### WHAT THE EXERCISE ASKS
Update the items below by changing every "Detect" to "Locate", leaving everything else unchanged.

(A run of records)
════════
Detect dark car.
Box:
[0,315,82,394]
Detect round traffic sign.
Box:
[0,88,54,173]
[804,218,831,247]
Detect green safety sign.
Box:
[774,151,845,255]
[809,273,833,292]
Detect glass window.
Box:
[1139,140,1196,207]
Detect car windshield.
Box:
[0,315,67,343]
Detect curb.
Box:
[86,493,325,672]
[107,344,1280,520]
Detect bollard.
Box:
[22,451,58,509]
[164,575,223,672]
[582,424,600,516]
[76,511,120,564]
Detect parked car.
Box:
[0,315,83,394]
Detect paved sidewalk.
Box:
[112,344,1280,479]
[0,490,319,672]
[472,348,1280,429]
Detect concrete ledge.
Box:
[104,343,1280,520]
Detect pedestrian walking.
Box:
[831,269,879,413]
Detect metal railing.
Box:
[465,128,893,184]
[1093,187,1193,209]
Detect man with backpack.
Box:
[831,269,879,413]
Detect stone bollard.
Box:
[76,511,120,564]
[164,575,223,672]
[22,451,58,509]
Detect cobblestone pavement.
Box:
════════
### ANSWER TO THIS EXERCISE
Locate dark car.
Box:
[0,315,82,394]
Locate round traffic sign.
Box:
[0,88,54,173]
[804,218,831,247]
Locate green safety sign.
Box:
[774,151,845,255]
[809,273,833,292]
Locate glass window.
Box:
[1139,140,1196,207]
Locate car windshield.
Box:
[0,315,67,343]
Locate curb.
Box:
[86,493,325,672]
[107,344,1280,520]
Locate bollard.
Box:
[22,451,58,509]
[164,575,223,672]
[582,424,600,516]
[76,511,120,564]
Locate parked car.
Box:
[0,315,83,394]
Locate paved sidewalk.
Box:
[112,344,1280,479]
[0,490,319,672]
[472,348,1280,429]
Locate concrete ledge.
Box:
[104,343,1280,520]
Locate pedestrian walking.
Box:
[831,269,879,413]
Locate metal railing.
Box:
[465,128,893,184]
[1093,187,1193,209]
Locate man with backpack.
Box:
[831,269,879,413]
Locate stone bollard.
Box:
[76,511,120,564]
[164,575,223,672]
[22,451,58,509]
Locate cobblestone pavement.
Box:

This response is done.